Em 2023, o SUS (Sistema Único de Saúde) registrou 34.644 atendimentos ambulatoriais relacionados à aterosclerose, associada a infartos e AVCs, e 31.231 atendimentos hospitalares. Em 2024, até novembro, os atendimentos ambulatoriais subiram para 40.409, enquanto os hospitalares diminuíram para 27.148, segundo dados do Ministério da Saúde.
Em relação aos óbitos, foram 6.597 mortes em 2023, nas quais infarto agudo do miocárdio ou AVC foram causas principais, e a aterosclerose apareceu como causa múltipla quando uma condição secundária contribui para o desfecho final, além da causa principal. Ainda não há informações de 2024 disponíveis.
Eduardo Lima afirma que a aterosclerose é uma doença silenciosa durante a maior parte da vida, sendo mais comum surgir complicações em homens acima de 55 anos e mulheres acima de 65. Os sinais costumam aparecer quando há obstruções importantes em artérias específicas, dependendo do órgão afetado.
“Por exemplo, o comprometimento das coronárias pode causar dor no peito ou cansaço; nas carótidas, sintomas como tontura ou ataque isquêmico transitório; e nos vasos das pernas, dor ao caminhar. Em geral, a doença é diagnosticada por exames de imagem que identificam as placas de gordura.”
É possível identificar a doença por meio de exames regulares de sangue e de imagem, principalmente em pessoas com fatores de risco, como histórico familiar, colesterol elevado ou hábitos pouco saudáveis. Após o diagnóstico, especialistas recomendam realizar o rastreio familiar para verificar se há parentes próximos com fatores de risco ou que já vivem com aterosclerose sem saber.
Lima destaca que, apesar do fator genético ser importante, a maior parte dos casos de aterosclerose são decorrentes do comportamento das pessoas, como sedentarismo e obesidade. Porém, para quem tem colesterol alto herdado dos pais e hábitos ruins, o risco de desenvolver a doença e ter complicações é ainda maior.
Otávio Rezende e os irmãos, além de terem predisposição genética, estavam com sobrepeso e não faziam atividade física de forma regular. O pai deles viveu com aterosclerose e morreu aos 89 anos após sofrer seis AVCs.
Quando internado, Otávio passou por um procedimento cirúrgico para colocar três stents tubo de metal inserido em uma artéria para desobstruir a passagem do sangue.

DADOS REGISTRADOS
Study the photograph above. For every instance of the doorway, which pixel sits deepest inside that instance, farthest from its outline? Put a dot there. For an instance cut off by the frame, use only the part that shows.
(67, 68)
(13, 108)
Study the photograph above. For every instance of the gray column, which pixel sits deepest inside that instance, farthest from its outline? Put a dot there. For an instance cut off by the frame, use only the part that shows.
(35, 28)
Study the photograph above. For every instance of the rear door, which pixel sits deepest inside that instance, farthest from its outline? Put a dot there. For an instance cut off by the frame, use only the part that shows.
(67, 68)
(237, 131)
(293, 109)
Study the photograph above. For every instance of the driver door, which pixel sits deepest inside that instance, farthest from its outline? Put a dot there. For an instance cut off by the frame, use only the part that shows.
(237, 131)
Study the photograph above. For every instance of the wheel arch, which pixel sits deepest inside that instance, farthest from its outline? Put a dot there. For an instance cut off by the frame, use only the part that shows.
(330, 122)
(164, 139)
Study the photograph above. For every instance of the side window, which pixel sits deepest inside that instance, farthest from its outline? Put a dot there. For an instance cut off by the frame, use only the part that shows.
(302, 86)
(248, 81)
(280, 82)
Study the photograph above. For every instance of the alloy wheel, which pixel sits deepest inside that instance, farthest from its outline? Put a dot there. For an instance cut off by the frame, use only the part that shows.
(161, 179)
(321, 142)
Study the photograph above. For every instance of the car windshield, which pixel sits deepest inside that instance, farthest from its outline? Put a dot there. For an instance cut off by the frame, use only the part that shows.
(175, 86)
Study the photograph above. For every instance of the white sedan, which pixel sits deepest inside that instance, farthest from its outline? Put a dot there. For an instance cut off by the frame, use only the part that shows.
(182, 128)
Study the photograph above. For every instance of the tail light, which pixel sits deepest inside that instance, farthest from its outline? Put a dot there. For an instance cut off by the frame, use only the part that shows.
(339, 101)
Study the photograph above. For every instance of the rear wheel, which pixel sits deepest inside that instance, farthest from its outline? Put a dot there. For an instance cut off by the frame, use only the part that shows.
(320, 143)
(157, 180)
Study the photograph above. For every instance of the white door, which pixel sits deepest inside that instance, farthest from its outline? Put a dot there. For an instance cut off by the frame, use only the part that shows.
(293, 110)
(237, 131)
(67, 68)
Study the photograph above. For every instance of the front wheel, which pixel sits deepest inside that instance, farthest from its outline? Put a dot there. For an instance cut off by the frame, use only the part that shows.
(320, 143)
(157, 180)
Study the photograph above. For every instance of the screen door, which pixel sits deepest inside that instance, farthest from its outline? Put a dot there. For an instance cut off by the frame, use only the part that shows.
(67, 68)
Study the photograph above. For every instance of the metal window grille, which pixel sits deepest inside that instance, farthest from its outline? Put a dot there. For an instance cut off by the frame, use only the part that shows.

* * *

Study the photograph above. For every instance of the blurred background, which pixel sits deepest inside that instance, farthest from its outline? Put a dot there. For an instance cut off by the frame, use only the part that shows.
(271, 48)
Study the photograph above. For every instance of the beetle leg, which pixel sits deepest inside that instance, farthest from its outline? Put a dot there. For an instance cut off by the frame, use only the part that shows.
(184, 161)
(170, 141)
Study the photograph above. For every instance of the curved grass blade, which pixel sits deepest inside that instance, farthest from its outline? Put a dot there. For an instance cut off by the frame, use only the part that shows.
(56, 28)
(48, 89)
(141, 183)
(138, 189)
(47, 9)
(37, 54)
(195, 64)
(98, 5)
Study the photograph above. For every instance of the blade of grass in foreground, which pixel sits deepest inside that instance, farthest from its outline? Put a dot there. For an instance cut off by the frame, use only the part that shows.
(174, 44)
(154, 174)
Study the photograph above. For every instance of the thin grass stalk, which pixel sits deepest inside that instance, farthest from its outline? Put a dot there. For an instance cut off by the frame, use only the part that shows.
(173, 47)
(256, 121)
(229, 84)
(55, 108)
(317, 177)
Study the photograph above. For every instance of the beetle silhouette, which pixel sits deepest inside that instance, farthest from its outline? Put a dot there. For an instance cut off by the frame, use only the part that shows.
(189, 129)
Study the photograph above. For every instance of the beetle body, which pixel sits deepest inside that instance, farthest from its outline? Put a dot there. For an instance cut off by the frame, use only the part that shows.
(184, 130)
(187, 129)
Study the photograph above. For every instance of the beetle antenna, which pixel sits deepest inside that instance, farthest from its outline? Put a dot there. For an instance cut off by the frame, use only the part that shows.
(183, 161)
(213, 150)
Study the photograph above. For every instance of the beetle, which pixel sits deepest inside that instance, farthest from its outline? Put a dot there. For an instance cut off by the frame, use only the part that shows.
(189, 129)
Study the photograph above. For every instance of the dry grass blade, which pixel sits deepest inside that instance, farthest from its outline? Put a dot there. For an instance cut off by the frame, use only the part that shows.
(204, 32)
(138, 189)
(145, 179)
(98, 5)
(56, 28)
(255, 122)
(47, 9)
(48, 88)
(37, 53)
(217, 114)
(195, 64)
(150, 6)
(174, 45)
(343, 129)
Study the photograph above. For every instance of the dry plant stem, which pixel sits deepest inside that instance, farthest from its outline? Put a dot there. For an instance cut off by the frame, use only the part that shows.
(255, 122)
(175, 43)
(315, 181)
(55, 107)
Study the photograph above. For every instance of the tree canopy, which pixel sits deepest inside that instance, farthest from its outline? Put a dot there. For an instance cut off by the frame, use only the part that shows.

INSTRUÇÕES DA TAREFA
Extraia do texto sobre aterosclerose, sem qualquer alteração, o trecho que se inicia pelas palavras que contêm "É possível identificar" e se encerra em "é ainda maior.". Os dados não guardam relação alguma com o texto sobre aterosclerose.

EXERCÍCIO RESOLVIDO
É possível identificar a doença por meio de exames regulares de sangue e de imagem, principalmente em pessoas com fatores de risco, como histórico familiar, colesterol elevado ou hábitos pouco saudáveis. Após o diagnóstico, especialistas recomendam realizar o rastreio familiar para verificar se há parentes próximos com fatores de risco ou que já vivem com aterosclerose sem saber.
Lima destaca que, apesar do fator genético ser importante, a maior parte dos casos de aterosclerose são decorrentes do comportamento das pessoas, como sedentarismo e obesidade. Porém, para quem tem colesterol alto herdado dos pais e hábitos ruins, o risco de desenvolver a doença e ter complicações é ainda maior.